** Passage shown **
"Vendetta for a Dead Man" is the twenty-fourth episode of the 1969 ITC British television series Randall and Hopkirk (Deceased) starring Mike Pratt, Kenneth Cope and Annette Andre. The episode was first broadcast on 27 February 1970 on  ITV. It was directed by Cyril Frankel.

Synopsis

A convicted murderer named Eric Jansen escapes from the psychiatric ward of his prison almost exactly one year after he was locked up by Marty Hopkirk. Seeking his revenge he finds that Marty has already died but learns that his widow Jeannie Hopkirk is very much alive and has inherited everything he owned. He hunts Jeannie down who at the time was engrossed in a new love interest of her own eventually taking her to some rocky cliffs. There he intended to cast her into the sea exactly one year after he was caught in the same spot. But thanks to Marty, Jeff is there in the nick of time and saves Jeannie whilst Jansen loses his balance and falls in the sea.

** Pointing and labeling records **
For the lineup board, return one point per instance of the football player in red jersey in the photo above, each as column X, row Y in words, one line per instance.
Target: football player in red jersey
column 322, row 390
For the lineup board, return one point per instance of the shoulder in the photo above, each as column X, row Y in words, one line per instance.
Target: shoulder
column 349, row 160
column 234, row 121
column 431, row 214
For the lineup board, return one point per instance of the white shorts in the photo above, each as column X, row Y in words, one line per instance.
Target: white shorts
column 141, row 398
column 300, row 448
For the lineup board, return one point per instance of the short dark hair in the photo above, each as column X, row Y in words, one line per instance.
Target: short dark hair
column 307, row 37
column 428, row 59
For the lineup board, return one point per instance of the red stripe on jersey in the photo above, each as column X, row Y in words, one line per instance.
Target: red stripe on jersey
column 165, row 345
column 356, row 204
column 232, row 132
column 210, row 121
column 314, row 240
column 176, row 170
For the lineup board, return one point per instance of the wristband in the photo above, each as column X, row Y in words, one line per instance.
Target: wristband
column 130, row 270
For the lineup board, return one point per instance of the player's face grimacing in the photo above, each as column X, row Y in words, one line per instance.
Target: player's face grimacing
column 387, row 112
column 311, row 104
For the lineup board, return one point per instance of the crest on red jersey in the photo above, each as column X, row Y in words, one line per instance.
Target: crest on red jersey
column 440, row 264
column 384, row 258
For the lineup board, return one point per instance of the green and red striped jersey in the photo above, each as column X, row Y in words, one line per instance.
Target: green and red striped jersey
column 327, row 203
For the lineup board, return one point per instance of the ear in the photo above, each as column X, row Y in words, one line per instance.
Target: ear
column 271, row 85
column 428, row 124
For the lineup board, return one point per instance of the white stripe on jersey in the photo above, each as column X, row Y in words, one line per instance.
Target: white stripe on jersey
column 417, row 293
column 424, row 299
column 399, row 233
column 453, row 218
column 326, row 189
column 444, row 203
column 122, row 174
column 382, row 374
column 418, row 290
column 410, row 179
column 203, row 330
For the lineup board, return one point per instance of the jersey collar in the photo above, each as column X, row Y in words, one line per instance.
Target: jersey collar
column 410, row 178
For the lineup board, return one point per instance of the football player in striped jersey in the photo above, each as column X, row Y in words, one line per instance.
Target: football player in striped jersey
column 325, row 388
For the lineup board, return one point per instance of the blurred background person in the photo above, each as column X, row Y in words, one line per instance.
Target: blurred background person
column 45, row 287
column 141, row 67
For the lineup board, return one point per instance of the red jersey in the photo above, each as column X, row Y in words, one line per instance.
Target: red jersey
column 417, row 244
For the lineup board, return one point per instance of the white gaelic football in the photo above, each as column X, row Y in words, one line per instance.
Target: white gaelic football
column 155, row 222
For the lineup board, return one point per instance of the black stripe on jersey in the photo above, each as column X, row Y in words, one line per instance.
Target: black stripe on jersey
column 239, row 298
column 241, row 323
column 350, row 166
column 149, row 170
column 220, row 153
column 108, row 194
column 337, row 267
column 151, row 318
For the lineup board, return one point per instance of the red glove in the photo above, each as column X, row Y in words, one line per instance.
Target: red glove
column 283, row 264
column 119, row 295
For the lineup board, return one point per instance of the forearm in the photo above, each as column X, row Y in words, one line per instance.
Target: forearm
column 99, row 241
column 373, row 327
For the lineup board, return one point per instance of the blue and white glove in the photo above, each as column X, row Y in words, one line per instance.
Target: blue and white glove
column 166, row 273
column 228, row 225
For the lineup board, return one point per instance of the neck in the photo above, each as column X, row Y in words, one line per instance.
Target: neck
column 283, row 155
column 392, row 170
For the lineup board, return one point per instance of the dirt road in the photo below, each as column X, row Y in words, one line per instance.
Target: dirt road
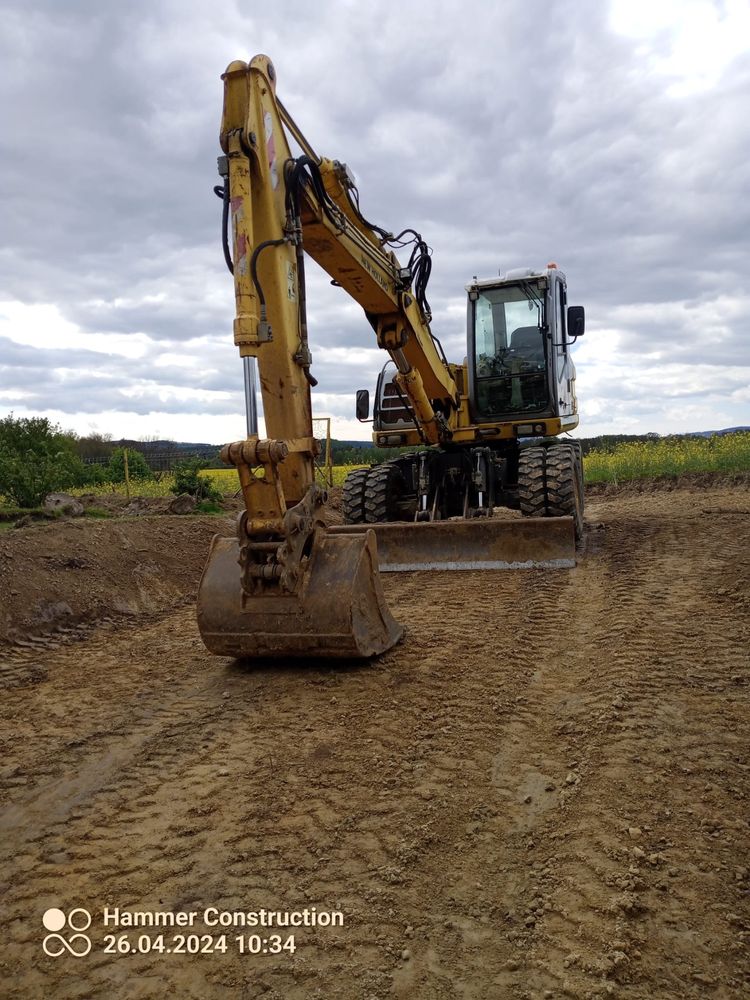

** Job A **
Update the episode article's passage starting at "A convicted murderer" and ending at "in the sea.", using "chalk cliffs" in place of "rocky cliffs".
** Job B **
According to the episode article, who directed "Vendetta for a Dead Man"?

** Final answer A **
A convicted murderer named Eric Jansen escapes from the psychiatric ward of his prison almost exactly one year after he was locked up by Marty Hopkirk. Seeking his revenge he finds that Marty has already died but learns that his widow Jeannie Hopkirk is very much alive and has inherited everything he owned. He hunts Jeannie down who at the time was engrossed in a new love interest of her own eventually taking her to some chalk cliffs. There he intended to cast her into the sea exactly one year after he was caught in the same spot. But thanks to Marty, Jeff is there in the nick of time and saves Jeannie whilst Jansen loses his balance and falls in the sea.

** Final answer B **
Cyril Frankel